Task to carry out
Change every "rubber track" to "rubber mat" in the lines from the one holding "task: outline the rubber track" through the one holding "219 120 L 222", inclusive, and give back only those lines with everything else left as it is.

Material provided
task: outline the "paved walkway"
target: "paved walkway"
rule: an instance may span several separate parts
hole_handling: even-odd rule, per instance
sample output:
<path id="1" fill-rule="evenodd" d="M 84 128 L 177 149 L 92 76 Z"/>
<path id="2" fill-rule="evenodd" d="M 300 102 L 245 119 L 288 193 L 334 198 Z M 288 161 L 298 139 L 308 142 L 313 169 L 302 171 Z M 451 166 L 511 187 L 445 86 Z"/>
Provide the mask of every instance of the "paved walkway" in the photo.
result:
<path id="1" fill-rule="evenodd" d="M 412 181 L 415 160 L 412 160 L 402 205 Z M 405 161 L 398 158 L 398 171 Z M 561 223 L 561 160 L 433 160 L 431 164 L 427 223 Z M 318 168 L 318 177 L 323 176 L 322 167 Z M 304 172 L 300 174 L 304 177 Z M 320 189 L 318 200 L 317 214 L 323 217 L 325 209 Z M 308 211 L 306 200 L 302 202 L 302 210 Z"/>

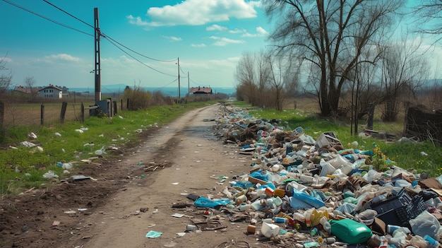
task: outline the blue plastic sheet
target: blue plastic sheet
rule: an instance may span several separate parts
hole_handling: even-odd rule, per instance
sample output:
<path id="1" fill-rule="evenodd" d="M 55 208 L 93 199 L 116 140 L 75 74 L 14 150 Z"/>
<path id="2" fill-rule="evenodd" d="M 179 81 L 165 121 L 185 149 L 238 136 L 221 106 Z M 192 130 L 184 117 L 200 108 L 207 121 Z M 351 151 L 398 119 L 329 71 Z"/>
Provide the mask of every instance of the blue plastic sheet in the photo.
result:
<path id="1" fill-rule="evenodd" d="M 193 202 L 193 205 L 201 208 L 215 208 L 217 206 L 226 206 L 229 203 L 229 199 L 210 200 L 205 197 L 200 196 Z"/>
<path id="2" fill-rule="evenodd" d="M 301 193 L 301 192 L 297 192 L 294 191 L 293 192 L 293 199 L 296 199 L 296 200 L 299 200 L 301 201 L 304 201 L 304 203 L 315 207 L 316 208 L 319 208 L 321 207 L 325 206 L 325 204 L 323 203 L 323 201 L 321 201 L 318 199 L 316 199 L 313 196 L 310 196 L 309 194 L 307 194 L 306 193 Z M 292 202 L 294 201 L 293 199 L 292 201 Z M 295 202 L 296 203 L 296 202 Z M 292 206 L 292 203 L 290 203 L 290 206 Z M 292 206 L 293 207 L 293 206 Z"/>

==

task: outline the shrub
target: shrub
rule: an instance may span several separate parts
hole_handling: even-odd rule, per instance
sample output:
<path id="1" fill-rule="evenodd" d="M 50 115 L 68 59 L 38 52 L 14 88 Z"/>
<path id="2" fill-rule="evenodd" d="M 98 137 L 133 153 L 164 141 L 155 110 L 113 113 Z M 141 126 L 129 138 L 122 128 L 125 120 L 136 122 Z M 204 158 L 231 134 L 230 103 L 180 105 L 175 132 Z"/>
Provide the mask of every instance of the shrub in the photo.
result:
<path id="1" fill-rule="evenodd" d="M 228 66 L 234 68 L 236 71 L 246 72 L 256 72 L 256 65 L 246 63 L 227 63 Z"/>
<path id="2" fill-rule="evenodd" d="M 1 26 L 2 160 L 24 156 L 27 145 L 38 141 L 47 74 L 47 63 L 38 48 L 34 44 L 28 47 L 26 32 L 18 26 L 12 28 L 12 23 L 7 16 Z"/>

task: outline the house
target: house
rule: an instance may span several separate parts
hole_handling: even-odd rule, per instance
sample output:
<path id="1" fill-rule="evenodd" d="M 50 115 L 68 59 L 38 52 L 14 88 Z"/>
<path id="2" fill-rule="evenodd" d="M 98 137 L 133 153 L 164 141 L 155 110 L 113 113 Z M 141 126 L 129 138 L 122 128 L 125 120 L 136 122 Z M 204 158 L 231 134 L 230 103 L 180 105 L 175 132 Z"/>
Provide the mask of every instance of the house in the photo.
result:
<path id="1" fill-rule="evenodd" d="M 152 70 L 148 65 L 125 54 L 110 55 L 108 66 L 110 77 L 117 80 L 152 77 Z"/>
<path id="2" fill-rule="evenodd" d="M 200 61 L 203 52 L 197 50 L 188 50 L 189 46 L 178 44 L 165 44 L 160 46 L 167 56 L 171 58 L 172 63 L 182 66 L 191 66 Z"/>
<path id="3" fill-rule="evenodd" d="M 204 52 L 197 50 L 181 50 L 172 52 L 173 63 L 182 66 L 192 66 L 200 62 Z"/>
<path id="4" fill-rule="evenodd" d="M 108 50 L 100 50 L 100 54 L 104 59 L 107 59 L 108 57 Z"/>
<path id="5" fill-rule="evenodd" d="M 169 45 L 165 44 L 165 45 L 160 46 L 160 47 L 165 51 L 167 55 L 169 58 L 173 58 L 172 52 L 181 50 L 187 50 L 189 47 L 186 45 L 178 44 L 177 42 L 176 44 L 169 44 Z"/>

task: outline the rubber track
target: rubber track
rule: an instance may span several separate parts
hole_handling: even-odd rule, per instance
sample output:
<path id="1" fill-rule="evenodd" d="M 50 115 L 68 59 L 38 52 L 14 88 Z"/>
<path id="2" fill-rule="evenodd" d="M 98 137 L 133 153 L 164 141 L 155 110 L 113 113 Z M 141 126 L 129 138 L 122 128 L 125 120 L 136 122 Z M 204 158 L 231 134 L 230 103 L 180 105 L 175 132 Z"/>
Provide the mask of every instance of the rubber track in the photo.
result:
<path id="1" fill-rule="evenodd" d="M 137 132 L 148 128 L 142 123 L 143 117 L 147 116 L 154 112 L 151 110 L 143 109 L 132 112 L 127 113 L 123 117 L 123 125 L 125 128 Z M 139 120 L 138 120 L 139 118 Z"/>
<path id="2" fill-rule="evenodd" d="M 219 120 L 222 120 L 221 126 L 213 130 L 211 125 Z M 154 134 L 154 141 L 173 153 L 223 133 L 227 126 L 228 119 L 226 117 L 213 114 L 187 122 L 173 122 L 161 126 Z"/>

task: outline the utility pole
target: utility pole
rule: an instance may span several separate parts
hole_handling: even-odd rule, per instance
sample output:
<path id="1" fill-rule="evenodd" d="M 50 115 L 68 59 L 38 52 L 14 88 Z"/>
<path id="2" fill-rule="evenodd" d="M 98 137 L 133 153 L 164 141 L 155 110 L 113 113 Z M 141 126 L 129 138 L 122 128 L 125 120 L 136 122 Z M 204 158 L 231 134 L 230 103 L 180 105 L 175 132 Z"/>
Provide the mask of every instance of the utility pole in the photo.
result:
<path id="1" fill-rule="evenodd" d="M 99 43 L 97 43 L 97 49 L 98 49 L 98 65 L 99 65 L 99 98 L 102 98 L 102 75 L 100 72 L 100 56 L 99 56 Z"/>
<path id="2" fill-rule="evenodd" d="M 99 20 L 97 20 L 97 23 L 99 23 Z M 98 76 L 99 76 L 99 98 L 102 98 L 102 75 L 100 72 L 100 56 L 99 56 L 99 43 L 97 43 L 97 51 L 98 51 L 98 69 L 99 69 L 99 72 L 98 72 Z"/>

==

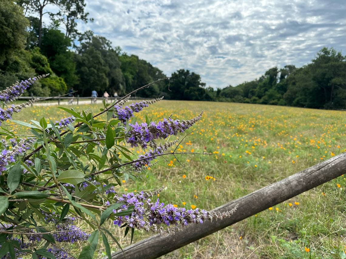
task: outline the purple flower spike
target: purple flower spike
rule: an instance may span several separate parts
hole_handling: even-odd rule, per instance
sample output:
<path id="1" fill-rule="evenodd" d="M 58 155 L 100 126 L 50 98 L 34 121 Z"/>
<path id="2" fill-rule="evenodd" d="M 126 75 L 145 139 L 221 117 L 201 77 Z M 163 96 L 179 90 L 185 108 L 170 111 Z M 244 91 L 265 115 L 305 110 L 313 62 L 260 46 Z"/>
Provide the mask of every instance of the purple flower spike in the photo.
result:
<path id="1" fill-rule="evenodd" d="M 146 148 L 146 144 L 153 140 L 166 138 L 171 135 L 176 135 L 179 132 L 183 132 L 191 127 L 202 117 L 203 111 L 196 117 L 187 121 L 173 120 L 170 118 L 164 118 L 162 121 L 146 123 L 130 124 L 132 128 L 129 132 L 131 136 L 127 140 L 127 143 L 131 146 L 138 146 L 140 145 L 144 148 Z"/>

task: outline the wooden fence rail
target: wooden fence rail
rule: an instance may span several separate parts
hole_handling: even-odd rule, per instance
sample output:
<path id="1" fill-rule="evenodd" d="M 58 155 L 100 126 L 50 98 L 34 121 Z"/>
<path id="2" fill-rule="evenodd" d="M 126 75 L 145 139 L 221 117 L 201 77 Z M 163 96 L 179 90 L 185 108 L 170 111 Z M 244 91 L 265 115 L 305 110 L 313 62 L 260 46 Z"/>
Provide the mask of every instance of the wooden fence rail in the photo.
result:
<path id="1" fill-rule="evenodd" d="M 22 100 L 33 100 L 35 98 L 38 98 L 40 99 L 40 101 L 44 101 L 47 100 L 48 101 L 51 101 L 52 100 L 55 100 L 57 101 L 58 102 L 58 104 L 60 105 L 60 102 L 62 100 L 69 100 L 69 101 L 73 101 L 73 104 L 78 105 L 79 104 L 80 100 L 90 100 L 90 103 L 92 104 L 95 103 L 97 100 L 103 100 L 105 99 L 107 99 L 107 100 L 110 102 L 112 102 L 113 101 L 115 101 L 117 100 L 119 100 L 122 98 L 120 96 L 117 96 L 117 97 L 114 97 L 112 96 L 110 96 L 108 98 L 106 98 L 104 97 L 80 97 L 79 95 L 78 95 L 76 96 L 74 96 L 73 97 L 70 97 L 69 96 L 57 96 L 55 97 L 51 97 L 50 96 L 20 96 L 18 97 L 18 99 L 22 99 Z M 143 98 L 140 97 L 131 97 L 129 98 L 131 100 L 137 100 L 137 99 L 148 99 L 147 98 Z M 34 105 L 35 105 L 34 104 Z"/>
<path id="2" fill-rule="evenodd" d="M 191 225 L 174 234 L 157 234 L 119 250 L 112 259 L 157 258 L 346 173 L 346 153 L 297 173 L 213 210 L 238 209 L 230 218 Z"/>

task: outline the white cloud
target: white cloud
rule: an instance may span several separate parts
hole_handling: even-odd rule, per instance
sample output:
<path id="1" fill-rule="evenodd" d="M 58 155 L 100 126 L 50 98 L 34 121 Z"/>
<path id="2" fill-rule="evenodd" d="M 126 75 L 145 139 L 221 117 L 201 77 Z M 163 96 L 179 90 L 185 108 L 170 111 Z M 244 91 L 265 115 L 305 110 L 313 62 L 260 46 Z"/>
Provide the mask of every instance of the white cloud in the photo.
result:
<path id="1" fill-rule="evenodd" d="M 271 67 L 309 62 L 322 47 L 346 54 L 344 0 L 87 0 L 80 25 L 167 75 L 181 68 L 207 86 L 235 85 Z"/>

Result of this task
task: outline the rubber mat
target: rubber mat
rule: an instance may span several separate parts
hole_handling: even-odd rule, per instance
sample output:
<path id="1" fill-rule="evenodd" d="M 50 115 L 68 59 L 38 52 L 14 88 Z"/>
<path id="2" fill-rule="evenodd" d="M 98 137 L 133 153 L 164 141 L 155 110 L 113 113 Z M 141 126 L 129 138 L 122 128 L 125 120 L 136 122 Z M 204 158 L 231 134 L 230 103 L 180 105 L 175 132 Z"/>
Provide the mask of every instance of the rubber mat in the photo.
result:
<path id="1" fill-rule="evenodd" d="M 137 132 L 148 128 L 142 123 L 143 117 L 147 116 L 154 112 L 151 110 L 143 109 L 132 112 L 127 113 L 123 117 L 123 125 L 125 128 Z M 139 120 L 138 120 L 139 118 Z"/>
<path id="2" fill-rule="evenodd" d="M 219 120 L 222 120 L 221 126 L 213 130 L 211 125 Z M 154 134 L 154 141 L 173 153 L 223 133 L 227 126 L 228 119 L 226 117 L 213 114 L 187 122 L 173 122 L 161 126 Z"/>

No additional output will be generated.